Task statement: Copy the rows below word for word, from the line with "The service SHOULD locate every instance of the dog's head" up to and including the line with "[[332, 213]]".

Supplied information:
▬▬▬

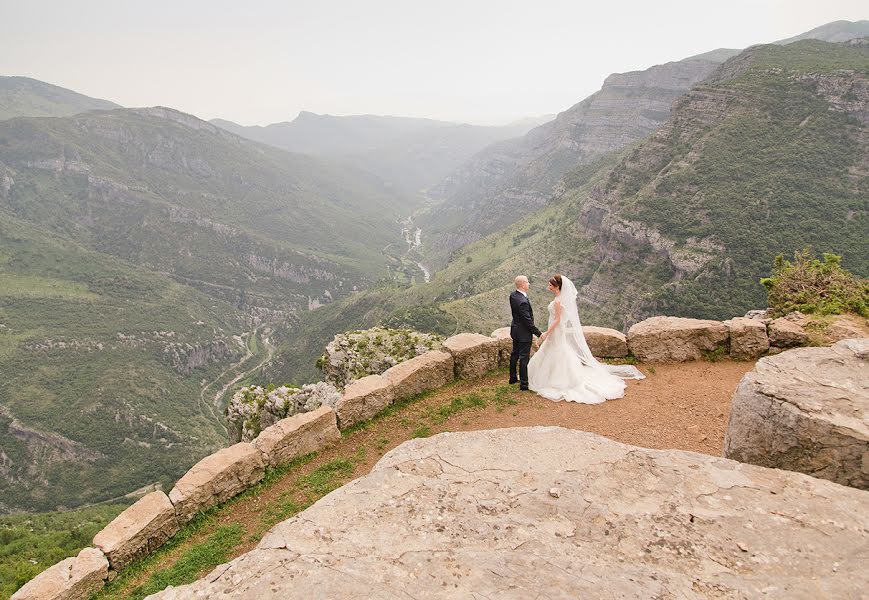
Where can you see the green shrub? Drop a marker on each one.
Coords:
(814, 286)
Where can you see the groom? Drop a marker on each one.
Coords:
(521, 330)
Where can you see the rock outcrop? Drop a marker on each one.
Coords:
(748, 338)
(76, 578)
(363, 399)
(605, 342)
(254, 408)
(426, 372)
(674, 339)
(215, 479)
(806, 410)
(512, 513)
(297, 436)
(138, 531)
(355, 354)
(785, 333)
(474, 354)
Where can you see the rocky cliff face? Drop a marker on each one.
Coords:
(513, 178)
(630, 215)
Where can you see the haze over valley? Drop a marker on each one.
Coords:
(152, 261)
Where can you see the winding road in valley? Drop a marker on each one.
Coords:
(213, 403)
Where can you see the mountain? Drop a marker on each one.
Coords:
(768, 155)
(837, 31)
(409, 153)
(516, 177)
(146, 258)
(511, 179)
(25, 97)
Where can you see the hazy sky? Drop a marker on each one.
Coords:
(486, 61)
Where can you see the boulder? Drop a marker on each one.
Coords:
(363, 399)
(524, 512)
(421, 374)
(674, 339)
(76, 578)
(605, 343)
(138, 531)
(806, 410)
(216, 478)
(474, 354)
(845, 327)
(748, 338)
(784, 333)
(297, 436)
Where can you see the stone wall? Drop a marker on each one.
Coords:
(155, 518)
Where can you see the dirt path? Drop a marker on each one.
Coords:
(684, 406)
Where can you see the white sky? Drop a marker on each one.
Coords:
(482, 61)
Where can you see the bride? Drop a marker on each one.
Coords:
(564, 368)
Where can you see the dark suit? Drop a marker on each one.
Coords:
(521, 330)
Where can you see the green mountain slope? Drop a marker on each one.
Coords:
(408, 153)
(769, 156)
(143, 254)
(25, 97)
(101, 366)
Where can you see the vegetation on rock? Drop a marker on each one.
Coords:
(811, 285)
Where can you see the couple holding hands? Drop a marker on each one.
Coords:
(563, 368)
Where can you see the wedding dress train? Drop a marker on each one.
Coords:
(564, 368)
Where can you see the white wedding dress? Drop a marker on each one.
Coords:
(564, 368)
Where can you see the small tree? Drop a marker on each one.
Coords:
(813, 286)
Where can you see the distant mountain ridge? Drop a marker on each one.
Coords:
(513, 178)
(26, 97)
(409, 153)
(143, 253)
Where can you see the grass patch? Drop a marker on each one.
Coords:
(419, 432)
(198, 559)
(715, 355)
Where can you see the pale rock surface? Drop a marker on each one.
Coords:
(675, 339)
(845, 328)
(806, 410)
(474, 354)
(471, 515)
(75, 578)
(297, 436)
(216, 478)
(748, 337)
(605, 342)
(363, 399)
(427, 372)
(785, 333)
(138, 531)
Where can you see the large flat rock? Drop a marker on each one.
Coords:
(139, 530)
(547, 512)
(363, 399)
(423, 373)
(474, 354)
(806, 410)
(216, 478)
(675, 339)
(75, 578)
(298, 435)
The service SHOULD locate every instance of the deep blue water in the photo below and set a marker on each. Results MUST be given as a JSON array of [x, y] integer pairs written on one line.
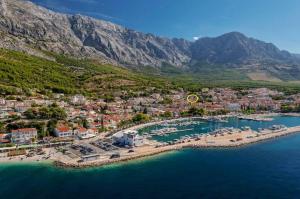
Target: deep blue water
[[269, 169], [205, 127]]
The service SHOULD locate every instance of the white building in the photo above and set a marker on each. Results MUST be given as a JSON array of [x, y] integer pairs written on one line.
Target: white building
[[128, 137], [21, 136], [78, 100], [83, 133], [233, 107], [63, 132]]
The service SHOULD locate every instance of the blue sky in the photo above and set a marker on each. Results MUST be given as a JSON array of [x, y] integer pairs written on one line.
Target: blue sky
[[276, 21]]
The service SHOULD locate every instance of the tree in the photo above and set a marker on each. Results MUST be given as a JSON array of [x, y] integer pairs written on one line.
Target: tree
[[145, 111], [166, 114], [140, 117]]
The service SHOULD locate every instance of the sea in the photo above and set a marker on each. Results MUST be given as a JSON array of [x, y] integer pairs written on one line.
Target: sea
[[268, 169]]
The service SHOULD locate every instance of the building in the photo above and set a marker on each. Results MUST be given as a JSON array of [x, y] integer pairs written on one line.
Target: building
[[23, 136], [233, 107], [78, 100], [63, 132], [4, 139], [128, 137], [84, 133]]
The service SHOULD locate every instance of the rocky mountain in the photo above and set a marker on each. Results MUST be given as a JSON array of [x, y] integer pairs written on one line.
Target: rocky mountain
[[27, 27]]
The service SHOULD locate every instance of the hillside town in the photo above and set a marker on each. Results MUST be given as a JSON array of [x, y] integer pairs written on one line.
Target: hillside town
[[26, 120]]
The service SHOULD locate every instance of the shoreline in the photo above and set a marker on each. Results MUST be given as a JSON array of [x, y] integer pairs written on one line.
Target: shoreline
[[188, 145], [61, 160]]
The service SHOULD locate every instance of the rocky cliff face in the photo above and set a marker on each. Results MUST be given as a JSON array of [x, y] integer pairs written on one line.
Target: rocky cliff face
[[31, 28]]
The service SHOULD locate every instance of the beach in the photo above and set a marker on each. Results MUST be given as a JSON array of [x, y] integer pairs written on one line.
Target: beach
[[210, 141], [236, 138]]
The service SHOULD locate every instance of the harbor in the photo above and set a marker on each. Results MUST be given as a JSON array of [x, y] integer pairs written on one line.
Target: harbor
[[224, 138], [155, 138]]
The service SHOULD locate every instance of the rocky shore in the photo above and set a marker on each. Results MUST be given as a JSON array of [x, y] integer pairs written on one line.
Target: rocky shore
[[242, 138]]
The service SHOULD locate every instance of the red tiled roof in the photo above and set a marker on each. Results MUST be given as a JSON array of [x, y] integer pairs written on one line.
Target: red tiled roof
[[63, 129], [24, 130], [81, 129]]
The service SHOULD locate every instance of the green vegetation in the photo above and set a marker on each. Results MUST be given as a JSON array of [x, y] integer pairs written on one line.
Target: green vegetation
[[141, 118], [25, 74], [51, 112], [193, 111], [286, 108]]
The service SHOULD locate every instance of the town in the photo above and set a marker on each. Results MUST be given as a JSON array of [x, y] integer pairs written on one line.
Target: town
[[90, 127]]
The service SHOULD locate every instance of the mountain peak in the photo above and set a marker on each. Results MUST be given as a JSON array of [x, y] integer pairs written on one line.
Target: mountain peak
[[28, 27]]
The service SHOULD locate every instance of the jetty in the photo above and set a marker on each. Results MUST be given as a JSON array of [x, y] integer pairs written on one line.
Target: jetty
[[225, 138]]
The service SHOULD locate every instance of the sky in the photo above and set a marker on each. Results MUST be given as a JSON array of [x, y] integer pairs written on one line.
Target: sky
[[276, 21]]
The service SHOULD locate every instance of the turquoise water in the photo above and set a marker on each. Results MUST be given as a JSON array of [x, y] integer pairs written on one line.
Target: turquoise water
[[205, 127], [269, 169]]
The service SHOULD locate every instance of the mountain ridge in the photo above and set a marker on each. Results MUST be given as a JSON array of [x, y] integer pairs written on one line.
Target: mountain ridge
[[28, 27]]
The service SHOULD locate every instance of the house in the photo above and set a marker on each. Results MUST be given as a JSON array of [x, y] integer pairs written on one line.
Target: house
[[4, 139], [78, 100], [84, 133], [128, 137], [22, 136], [233, 107], [63, 132]]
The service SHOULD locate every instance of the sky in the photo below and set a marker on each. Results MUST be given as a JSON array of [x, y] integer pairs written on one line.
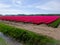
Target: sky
[[29, 6]]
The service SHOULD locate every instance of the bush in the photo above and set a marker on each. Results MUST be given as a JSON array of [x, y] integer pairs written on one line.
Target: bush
[[27, 37], [55, 24]]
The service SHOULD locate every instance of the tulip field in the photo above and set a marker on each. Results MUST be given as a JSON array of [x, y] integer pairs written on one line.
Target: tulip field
[[49, 20], [29, 34]]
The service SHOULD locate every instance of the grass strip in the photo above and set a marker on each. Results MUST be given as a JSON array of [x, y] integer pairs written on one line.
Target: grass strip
[[27, 37], [55, 24], [2, 41]]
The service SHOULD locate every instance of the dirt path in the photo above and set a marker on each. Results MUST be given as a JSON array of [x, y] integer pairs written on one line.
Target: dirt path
[[9, 41], [41, 29]]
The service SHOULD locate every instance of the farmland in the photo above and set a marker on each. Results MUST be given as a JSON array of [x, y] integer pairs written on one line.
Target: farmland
[[31, 27], [33, 19]]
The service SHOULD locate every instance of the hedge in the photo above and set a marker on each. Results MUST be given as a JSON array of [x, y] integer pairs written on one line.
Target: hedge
[[27, 37]]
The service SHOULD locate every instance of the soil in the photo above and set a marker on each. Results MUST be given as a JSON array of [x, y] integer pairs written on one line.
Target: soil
[[40, 29]]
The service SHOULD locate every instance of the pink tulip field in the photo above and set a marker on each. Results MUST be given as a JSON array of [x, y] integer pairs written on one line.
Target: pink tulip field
[[32, 19]]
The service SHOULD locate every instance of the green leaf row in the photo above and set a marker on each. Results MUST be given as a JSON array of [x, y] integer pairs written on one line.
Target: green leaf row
[[27, 37]]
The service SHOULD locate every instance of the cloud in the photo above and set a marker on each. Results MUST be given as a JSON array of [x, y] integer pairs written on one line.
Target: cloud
[[2, 5], [51, 5], [17, 2]]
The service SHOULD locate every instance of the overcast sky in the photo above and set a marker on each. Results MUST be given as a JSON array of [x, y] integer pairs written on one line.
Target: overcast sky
[[29, 6]]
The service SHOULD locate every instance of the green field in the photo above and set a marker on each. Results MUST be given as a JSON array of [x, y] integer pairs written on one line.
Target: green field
[[55, 24], [2, 41], [26, 37]]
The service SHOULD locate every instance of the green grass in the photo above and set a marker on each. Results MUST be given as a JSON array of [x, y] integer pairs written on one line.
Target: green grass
[[27, 37], [2, 41], [55, 24]]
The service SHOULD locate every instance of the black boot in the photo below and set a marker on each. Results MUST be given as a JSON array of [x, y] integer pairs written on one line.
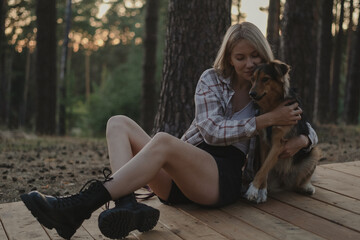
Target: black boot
[[66, 214], [126, 216]]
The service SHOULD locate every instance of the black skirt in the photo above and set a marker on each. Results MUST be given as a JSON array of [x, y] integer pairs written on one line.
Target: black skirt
[[230, 162]]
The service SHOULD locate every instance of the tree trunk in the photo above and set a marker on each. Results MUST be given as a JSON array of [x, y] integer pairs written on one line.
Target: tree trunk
[[273, 26], [337, 63], [352, 111], [299, 34], [149, 67], [350, 48], [238, 6], [195, 31], [87, 74], [3, 79], [62, 104], [46, 66], [23, 112], [324, 64]]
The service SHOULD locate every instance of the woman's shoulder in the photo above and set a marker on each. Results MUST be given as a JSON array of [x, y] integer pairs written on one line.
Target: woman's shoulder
[[211, 76]]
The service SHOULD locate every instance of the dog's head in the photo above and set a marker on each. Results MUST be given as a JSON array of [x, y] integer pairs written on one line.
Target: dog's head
[[270, 83]]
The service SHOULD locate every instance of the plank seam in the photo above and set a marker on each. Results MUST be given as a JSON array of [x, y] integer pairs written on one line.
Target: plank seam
[[334, 205], [349, 196], [285, 220], [340, 171], [312, 213], [2, 224], [261, 230]]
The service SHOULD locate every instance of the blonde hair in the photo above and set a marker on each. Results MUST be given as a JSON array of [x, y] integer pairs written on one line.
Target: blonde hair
[[233, 35]]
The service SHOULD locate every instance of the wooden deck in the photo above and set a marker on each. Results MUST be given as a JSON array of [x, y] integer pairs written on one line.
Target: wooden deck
[[332, 213]]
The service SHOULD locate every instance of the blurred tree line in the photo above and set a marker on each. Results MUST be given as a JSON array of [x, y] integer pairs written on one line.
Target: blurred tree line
[[66, 66]]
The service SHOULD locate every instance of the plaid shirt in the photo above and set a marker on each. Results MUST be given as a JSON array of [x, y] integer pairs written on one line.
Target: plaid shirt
[[213, 110]]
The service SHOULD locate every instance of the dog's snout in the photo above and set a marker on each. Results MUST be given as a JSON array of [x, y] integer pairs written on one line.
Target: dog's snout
[[253, 94]]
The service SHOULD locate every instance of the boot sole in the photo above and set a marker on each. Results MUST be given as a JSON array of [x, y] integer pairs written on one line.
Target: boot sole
[[119, 222], [63, 230]]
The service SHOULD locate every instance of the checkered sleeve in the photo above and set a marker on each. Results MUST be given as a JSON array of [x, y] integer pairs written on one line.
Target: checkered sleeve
[[210, 118]]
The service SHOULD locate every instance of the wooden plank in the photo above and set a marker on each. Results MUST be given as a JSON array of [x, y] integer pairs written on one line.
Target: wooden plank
[[160, 232], [336, 199], [321, 209], [19, 223], [337, 182], [270, 224], [2, 231], [308, 221], [183, 225], [339, 176], [226, 224], [352, 168]]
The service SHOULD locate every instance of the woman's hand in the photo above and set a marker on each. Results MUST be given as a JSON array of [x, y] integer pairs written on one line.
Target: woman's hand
[[286, 114], [293, 145], [282, 115]]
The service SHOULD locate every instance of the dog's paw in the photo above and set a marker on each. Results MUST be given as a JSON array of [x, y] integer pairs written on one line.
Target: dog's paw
[[262, 197], [256, 195]]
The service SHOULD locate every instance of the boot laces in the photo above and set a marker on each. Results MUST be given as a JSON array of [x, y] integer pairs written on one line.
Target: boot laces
[[84, 192]]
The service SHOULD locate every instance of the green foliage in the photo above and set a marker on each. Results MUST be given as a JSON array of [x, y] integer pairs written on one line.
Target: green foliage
[[119, 94]]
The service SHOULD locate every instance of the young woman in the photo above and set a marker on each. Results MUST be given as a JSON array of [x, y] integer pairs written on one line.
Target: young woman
[[204, 166]]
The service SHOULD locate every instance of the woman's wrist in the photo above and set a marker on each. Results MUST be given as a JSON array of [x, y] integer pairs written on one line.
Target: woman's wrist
[[264, 121], [306, 141]]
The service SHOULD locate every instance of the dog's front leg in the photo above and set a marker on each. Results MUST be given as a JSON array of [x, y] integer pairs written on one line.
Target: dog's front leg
[[258, 188]]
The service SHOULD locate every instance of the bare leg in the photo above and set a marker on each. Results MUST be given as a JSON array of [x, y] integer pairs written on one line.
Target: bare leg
[[125, 138], [194, 170]]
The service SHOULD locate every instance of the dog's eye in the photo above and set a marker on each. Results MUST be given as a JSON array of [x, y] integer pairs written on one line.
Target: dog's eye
[[265, 79]]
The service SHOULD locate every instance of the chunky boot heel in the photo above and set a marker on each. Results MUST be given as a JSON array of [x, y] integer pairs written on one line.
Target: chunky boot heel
[[126, 216], [66, 214]]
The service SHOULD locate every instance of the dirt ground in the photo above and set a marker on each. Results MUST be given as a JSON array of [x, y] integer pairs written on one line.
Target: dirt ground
[[61, 165]]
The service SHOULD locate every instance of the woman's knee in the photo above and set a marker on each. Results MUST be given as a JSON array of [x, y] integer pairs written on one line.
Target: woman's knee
[[116, 124], [164, 143]]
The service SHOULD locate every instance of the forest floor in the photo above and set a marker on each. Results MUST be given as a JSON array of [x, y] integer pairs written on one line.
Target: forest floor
[[61, 165]]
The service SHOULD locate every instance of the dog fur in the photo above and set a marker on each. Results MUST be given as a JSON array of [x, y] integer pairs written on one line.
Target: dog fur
[[270, 87]]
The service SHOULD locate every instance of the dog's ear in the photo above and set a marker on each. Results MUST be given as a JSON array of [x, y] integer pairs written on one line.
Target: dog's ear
[[281, 67]]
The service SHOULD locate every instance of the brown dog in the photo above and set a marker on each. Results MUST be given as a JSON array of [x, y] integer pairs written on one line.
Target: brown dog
[[270, 87]]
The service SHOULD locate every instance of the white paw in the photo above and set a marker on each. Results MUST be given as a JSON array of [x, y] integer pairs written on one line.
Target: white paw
[[262, 195], [252, 193], [256, 195]]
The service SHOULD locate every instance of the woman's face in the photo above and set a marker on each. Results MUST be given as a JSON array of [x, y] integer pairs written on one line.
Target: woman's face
[[244, 58]]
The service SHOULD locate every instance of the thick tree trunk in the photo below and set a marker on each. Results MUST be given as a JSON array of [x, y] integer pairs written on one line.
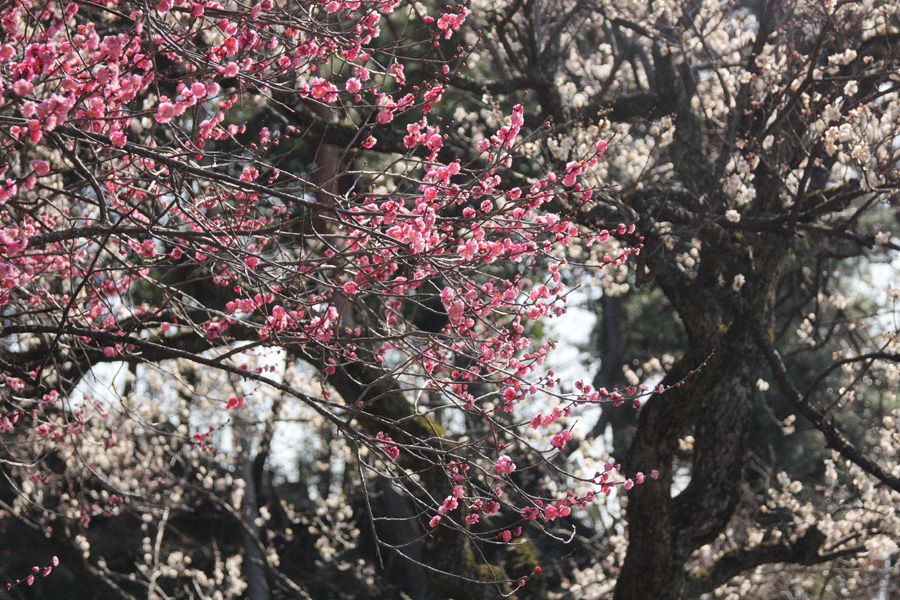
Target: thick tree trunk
[[715, 407]]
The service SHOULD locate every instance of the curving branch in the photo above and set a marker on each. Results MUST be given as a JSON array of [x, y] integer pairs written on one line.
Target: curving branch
[[833, 436]]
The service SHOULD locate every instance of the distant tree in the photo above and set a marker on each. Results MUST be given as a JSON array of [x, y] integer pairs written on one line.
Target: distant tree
[[348, 222]]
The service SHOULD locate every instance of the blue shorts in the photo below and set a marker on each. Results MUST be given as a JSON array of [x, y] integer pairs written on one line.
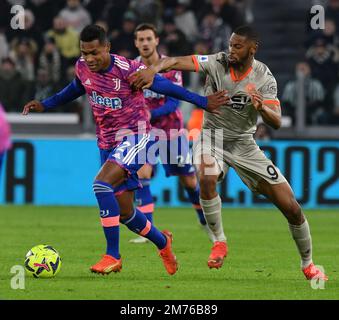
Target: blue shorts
[[176, 157], [131, 154], [2, 156]]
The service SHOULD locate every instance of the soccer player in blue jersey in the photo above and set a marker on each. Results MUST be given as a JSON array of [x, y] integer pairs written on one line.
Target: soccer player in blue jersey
[[166, 116], [124, 138]]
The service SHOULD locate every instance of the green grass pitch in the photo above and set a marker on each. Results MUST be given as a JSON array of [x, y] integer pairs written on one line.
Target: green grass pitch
[[262, 263]]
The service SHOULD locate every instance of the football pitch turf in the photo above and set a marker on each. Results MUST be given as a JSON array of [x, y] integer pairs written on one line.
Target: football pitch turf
[[263, 262]]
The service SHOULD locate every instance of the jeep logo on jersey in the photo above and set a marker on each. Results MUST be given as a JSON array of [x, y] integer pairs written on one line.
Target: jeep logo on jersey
[[114, 103], [239, 100], [151, 94]]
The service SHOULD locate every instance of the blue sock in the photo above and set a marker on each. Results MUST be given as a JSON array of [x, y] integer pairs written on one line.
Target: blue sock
[[139, 224], [110, 214], [144, 199], [193, 195]]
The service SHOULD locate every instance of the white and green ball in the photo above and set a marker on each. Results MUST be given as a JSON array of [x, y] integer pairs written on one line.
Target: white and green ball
[[42, 261]]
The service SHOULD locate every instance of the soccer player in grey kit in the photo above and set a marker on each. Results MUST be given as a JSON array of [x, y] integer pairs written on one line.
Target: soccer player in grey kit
[[253, 91]]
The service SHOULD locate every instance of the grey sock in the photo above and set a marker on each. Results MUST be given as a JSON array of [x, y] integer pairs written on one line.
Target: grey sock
[[302, 237], [212, 212]]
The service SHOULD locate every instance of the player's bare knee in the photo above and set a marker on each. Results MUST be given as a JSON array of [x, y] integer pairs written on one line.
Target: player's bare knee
[[125, 215], [188, 181], [293, 212], [208, 185]]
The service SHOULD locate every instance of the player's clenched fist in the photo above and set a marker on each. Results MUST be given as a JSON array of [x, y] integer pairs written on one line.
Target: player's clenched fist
[[33, 105], [216, 100], [142, 79]]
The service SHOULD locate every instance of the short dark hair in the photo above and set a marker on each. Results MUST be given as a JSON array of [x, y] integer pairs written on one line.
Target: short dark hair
[[146, 26], [93, 32], [248, 32]]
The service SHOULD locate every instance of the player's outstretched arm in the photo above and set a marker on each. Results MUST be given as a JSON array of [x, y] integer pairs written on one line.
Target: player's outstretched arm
[[210, 103], [71, 92], [271, 114], [143, 79], [33, 105]]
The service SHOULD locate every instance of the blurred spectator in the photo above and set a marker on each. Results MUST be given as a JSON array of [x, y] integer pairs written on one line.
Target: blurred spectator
[[31, 32], [335, 119], [67, 41], [263, 132], [123, 41], [75, 15], [328, 34], [215, 32], [23, 53], [44, 86], [185, 20], [113, 13], [96, 8], [103, 24], [314, 96], [173, 38], [226, 10], [245, 7], [197, 79], [50, 60], [13, 89], [44, 12], [4, 48], [321, 60], [147, 11], [332, 12]]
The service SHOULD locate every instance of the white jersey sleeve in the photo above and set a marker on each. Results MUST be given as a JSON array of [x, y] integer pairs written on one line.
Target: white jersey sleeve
[[269, 90], [205, 63]]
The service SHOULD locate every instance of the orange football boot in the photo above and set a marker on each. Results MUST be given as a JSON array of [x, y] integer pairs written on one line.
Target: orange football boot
[[167, 256], [219, 252], [107, 264], [312, 272]]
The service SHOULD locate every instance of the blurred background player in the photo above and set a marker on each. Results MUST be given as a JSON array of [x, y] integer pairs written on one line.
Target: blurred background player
[[5, 133], [124, 139], [253, 91], [165, 115]]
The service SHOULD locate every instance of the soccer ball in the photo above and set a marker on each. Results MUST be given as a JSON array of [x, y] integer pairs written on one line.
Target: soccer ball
[[42, 261]]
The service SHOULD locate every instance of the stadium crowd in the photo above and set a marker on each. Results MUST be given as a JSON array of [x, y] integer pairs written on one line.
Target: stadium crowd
[[39, 60]]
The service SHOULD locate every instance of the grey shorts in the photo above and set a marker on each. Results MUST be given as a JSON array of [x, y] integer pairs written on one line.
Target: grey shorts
[[244, 156]]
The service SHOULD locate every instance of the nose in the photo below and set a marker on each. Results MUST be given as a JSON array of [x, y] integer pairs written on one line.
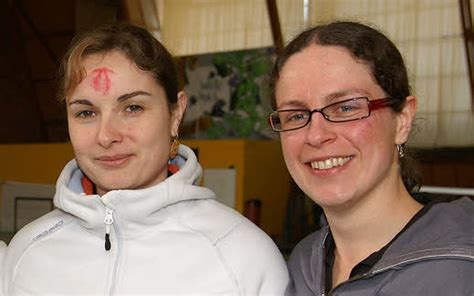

▬▬▬

The response:
The service SHOULD locate every instance of the dog's head in the photo above and set a marker on each. Results MUST be given as a JSON array of [x, y] integer pairs written on one line.
Target: dog's head
[[270, 83]]
The service SHOULD locate every instance of the plank seam in the photo above and set a marker on each. Results MUST be given as a JSON array of [x, y] integer pairs written on one line.
Target: plank seam
[[334, 205], [349, 196], [285, 220], [340, 171], [312, 213], [2, 224], [261, 230]]
The service SHOULD locate every instance of the blonde hair in the photo above and set a marker on each. Results MUST be given as a JSON array of [x, y] integer pairs written on one line.
Target: blonde hair
[[233, 35]]
The service SHOULD locate every instance of the wooden deck in the photo above and set a marker on each. Results MUST be given as a JSON array of [x, y] integer pairs written on one line.
Target: wooden deck
[[332, 213]]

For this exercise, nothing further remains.